*** Opening Study text ***

Clark replied saying, “At least to the best of my knowledge madam chair none of the party sitting here sat on that transition team so this is a team that was put together that is not reflective of the administration’s position.” Clark also said “Governor Calvo has already come out and chief of staff Frank Arriola are already quoted in the media with respect to Mrs. Aguon and first of all she was by letter designated as a SHPO on February 8th that was last week by Governor Calvo so that is an official position.”
Eventually Aguon showed up to the legislature in time for them to begin discussing the status of the programmatic agreement. “I believe there will be a revision to the December 30th draft which will be presented to the concurring parties and to the public,” said Aguon of the programmatic agreement.
Clark told lawmakers they are anticipating that this latest draft of the programmatic agreement, which will likely be released this week, should have language that allows 24/7 access to the Pagat caves and ancient Pagat village as well as giving GovGuam full ownership and control of the site by removing it from the footprint of the firing complex. However, it’s still not yet clear what exactly the military considers as the Pagat village. As you may recall PNC news hiked to Pagat over a week ago and found two other latte sites that were north of the Pagat caves and north of the latte site that is along the Pagat cave trail.
Buildup office director Eddie Reyes also reported on the funding that has been requested to help improve GovGuam services and programs that will be strained by the buildup. So far $33 million has been requested for fiscal year 2012 out of an estimated $619 million dollar need.

*** Closing Study text ***

**Task brief**:
Condense the paragraph of the article that begins "Clark told lawmakers" into a shorter version that keeps its main facts. Answer using only the article.

*** Opening Provided records ***

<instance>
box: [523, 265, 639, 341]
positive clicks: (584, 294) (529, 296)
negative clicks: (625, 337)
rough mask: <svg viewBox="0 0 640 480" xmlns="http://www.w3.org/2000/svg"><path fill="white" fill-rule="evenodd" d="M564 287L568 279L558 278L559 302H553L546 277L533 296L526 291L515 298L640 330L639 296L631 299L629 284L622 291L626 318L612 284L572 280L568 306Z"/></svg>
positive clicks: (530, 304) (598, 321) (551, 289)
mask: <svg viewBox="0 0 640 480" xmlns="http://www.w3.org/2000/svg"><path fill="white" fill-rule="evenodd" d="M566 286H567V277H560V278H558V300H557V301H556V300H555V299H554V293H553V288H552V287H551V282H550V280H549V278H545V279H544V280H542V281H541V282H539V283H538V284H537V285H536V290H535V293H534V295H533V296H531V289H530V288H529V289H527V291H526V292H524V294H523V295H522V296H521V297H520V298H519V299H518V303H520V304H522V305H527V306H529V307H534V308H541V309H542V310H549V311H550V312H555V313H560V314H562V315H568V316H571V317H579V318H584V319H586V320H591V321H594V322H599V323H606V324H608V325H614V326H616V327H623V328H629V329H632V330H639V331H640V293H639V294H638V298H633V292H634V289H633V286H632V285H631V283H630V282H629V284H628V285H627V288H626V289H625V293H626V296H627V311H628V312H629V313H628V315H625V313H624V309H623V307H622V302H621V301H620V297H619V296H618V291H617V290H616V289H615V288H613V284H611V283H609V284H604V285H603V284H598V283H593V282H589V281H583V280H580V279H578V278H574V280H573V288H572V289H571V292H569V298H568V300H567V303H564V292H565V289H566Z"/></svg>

*** Closing Provided records ***

**Task solution**:
Clark told lawmakers that the newest draft of the programmatic agreement, likely out this week, should allow 24/7 access to the Pagat caves and ancient Pagat village and give GovGuam full ownership and control of the site by taking it out of the firing complex footprint. It is still unclear what the military counts as the Pagat village. PNC news, hiking to Pagat over a week ago, found two more latte sites north of the caves and north of the latte site on the Pagat cave trail.